As we move closer to a post-quantum world, all eyes are on NIST (The National Institute of Standards and Technology).
NIST is the organization responsible for standardizing an algorithm specifically designed to be resilient against quantum computer attacks. The multi-year selection process is nearing its final phase, with three algorithms (BIKE, Classic McEliece, and HQC) passing a rigorous testing process in 2023 and making it to the fourth round.
Now, these algorithms are one step closer to being accessible to organizations worldwide for integration into their encryption infrastructure. But they’re not there yet.
The latest step in the journey to standardization was NIST’s Fifth PQC Standardization Conference, held this April in Rockville, Maryland.
The conference’s purpose was to discuss various aspects of the algorithms and obtain valuable feedback that will inform decisions on standardization. The submission teams for BIKE, Classic McEliece, Falcon, and HQC also provided an update on their algorithms.
I had the opportunity to attend the conference, and here are my top takeaways.
But first, why it matters…
Before digging into the specifics of the PQC Standardization Conference, it’s important to be clear about just how important this process is.
■ ■ ■ ■
* **What to work on**
**1.** Reproduce part of the post-quantum standards passage word for word. Begin at "Now, these algorithms" and stop after "in Rockville, Maryland.".
**2.** In the post-quantum standards passage, where was NIST's Fifth PQC Standardization Conference held?
The material that comes next has nothing to do with the post-quantum standards passage.

* **Listing**
■ ■ ■ ■
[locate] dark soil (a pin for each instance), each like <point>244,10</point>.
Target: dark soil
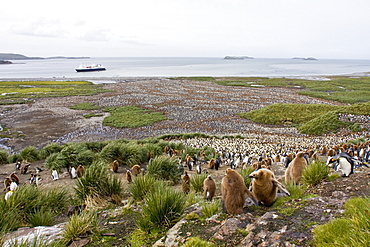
<point>51,120</point>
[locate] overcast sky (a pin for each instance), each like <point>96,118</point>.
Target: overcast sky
<point>187,28</point>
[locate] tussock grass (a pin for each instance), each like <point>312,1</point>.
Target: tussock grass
<point>245,174</point>
<point>314,173</point>
<point>211,208</point>
<point>99,182</point>
<point>42,217</point>
<point>3,157</point>
<point>35,242</point>
<point>162,208</point>
<point>131,117</point>
<point>353,229</point>
<point>82,224</point>
<point>143,185</point>
<point>196,182</point>
<point>166,168</point>
<point>31,206</point>
<point>296,192</point>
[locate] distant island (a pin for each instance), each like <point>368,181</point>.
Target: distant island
<point>13,56</point>
<point>5,62</point>
<point>237,57</point>
<point>305,58</point>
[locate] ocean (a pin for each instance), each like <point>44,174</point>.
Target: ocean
<point>186,66</point>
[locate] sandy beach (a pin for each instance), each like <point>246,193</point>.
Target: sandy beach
<point>190,106</point>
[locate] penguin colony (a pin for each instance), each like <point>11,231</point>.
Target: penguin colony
<point>237,154</point>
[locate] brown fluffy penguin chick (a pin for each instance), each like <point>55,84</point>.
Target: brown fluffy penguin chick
<point>80,171</point>
<point>186,183</point>
<point>265,186</point>
<point>233,192</point>
<point>136,169</point>
<point>114,166</point>
<point>295,169</point>
<point>14,178</point>
<point>7,183</point>
<point>129,176</point>
<point>209,188</point>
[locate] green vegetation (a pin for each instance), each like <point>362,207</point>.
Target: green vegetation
<point>80,225</point>
<point>143,185</point>
<point>353,229</point>
<point>211,208</point>
<point>196,182</point>
<point>162,208</point>
<point>197,242</point>
<point>315,173</point>
<point>3,157</point>
<point>131,117</point>
<point>245,174</point>
<point>287,114</point>
<point>98,183</point>
<point>312,119</point>
<point>90,115</point>
<point>18,92</point>
<point>342,89</point>
<point>166,168</point>
<point>30,154</point>
<point>30,206</point>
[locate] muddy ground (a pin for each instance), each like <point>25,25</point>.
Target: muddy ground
<point>190,107</point>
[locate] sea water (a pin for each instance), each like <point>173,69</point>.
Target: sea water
<point>173,67</point>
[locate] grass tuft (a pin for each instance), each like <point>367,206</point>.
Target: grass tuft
<point>211,208</point>
<point>351,230</point>
<point>196,182</point>
<point>82,224</point>
<point>162,208</point>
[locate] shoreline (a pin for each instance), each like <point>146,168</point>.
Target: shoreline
<point>190,106</point>
<point>111,79</point>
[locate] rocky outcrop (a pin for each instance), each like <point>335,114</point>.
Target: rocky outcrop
<point>43,234</point>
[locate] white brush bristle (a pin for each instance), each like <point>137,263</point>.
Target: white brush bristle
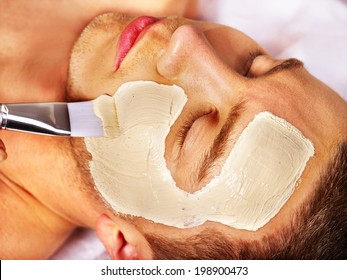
<point>83,121</point>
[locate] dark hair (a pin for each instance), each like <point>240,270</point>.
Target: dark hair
<point>317,231</point>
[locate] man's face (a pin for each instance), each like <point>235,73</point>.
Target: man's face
<point>219,69</point>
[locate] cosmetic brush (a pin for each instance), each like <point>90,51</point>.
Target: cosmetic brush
<point>76,119</point>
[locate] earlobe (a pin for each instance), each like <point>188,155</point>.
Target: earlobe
<point>114,240</point>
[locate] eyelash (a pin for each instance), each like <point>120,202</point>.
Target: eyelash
<point>182,133</point>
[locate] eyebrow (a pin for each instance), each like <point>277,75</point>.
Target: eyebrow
<point>219,145</point>
<point>291,63</point>
<point>217,150</point>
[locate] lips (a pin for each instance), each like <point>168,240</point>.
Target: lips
<point>129,36</point>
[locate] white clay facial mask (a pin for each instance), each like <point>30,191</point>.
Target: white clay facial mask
<point>130,172</point>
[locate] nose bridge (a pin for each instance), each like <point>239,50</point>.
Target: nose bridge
<point>190,60</point>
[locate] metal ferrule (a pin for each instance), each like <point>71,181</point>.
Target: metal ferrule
<point>43,118</point>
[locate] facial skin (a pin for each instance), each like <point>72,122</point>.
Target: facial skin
<point>214,65</point>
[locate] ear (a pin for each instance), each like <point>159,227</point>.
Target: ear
<point>121,240</point>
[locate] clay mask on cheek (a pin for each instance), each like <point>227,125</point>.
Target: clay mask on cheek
<point>130,171</point>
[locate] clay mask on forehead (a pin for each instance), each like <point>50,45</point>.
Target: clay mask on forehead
<point>130,171</point>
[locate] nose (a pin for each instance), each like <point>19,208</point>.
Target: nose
<point>191,62</point>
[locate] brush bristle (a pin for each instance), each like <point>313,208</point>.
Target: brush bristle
<point>83,121</point>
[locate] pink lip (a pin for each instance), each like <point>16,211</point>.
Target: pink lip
<point>129,36</point>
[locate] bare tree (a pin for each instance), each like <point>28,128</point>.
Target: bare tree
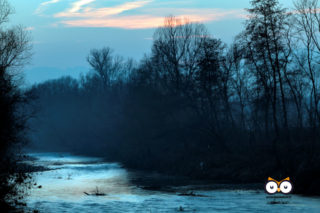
<point>108,67</point>
<point>176,49</point>
<point>14,52</point>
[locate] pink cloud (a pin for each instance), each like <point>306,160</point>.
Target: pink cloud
<point>150,21</point>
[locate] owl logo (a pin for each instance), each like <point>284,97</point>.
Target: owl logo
<point>284,186</point>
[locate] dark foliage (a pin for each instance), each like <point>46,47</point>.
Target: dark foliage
<point>197,107</point>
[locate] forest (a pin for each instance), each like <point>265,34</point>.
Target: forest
<point>195,106</point>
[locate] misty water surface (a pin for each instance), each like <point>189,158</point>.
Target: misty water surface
<point>62,190</point>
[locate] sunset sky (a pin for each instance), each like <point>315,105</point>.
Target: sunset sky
<point>64,31</point>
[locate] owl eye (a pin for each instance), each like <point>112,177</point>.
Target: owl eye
<point>286,187</point>
<point>271,187</point>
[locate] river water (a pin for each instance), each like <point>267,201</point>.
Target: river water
<point>63,189</point>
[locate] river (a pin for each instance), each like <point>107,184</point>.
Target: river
<point>73,181</point>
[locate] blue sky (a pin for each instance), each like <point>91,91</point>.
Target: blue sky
<point>64,31</point>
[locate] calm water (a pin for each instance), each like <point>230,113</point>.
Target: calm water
<point>63,190</point>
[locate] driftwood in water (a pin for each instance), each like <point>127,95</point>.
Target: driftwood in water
<point>96,193</point>
<point>192,194</point>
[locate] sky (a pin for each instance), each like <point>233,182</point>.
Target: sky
<point>64,31</point>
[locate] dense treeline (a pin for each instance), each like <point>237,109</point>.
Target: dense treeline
<point>14,51</point>
<point>198,107</point>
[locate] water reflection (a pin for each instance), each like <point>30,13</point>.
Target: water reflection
<point>70,176</point>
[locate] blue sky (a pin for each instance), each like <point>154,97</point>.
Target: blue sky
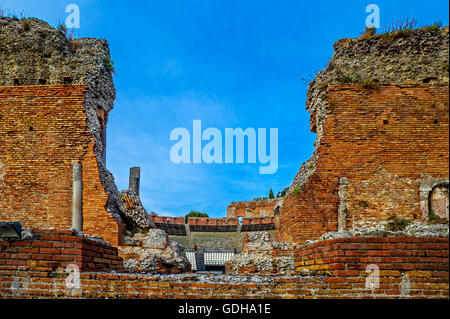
<point>226,63</point>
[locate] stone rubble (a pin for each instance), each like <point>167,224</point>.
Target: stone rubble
<point>256,256</point>
<point>152,252</point>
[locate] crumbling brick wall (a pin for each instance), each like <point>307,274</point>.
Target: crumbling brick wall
<point>54,250</point>
<point>43,130</point>
<point>386,141</point>
<point>408,268</point>
<point>254,208</point>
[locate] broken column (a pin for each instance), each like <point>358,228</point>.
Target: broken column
<point>77,197</point>
<point>135,175</point>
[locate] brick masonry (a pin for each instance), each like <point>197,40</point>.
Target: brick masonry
<point>408,268</point>
<point>386,141</point>
<point>254,208</point>
<point>43,132</point>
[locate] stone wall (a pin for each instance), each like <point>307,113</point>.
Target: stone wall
<point>44,132</point>
<point>254,208</point>
<point>56,95</point>
<point>52,250</point>
<point>409,267</point>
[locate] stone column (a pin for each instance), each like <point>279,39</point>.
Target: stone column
<point>77,197</point>
<point>342,209</point>
<point>135,176</point>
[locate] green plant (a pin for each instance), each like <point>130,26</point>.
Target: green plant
<point>342,77</point>
<point>297,190</point>
<point>109,64</point>
<point>284,191</point>
<point>399,25</point>
<point>395,224</point>
<point>61,27</point>
<point>370,84</point>
<point>434,218</point>
<point>25,24</point>
<point>434,27</point>
<point>368,33</point>
<point>72,43</point>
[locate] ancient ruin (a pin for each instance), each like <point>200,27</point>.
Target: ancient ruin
<point>373,195</point>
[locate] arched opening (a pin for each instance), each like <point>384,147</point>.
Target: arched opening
<point>438,203</point>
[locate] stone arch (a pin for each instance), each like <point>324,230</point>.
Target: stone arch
<point>438,201</point>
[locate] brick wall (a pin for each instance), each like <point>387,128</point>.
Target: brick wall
<point>386,141</point>
<point>409,268</point>
<point>417,265</point>
<point>43,132</point>
<point>51,249</point>
<point>254,208</point>
<point>167,220</point>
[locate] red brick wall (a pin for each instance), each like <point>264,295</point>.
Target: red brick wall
<point>204,221</point>
<point>51,249</point>
<point>257,220</point>
<point>423,260</point>
<point>256,208</point>
<point>384,141</point>
<point>337,266</point>
<point>168,220</point>
<point>43,132</point>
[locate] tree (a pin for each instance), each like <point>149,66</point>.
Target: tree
<point>193,213</point>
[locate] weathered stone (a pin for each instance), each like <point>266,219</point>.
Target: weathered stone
<point>152,251</point>
<point>133,211</point>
■ ■ ■ ■
* **Exercise solutions**
**1.**
Now, these algorithms are one step closer to being accessible to organizations worldwide for integration into their encryption infrastructure. But they’re not there yet.
The latest step in the journey to standardization was NIST’s Fifth PQC Standardization Conference, held this April in Rockville, Maryland.

**2.** Rockville, Maryland.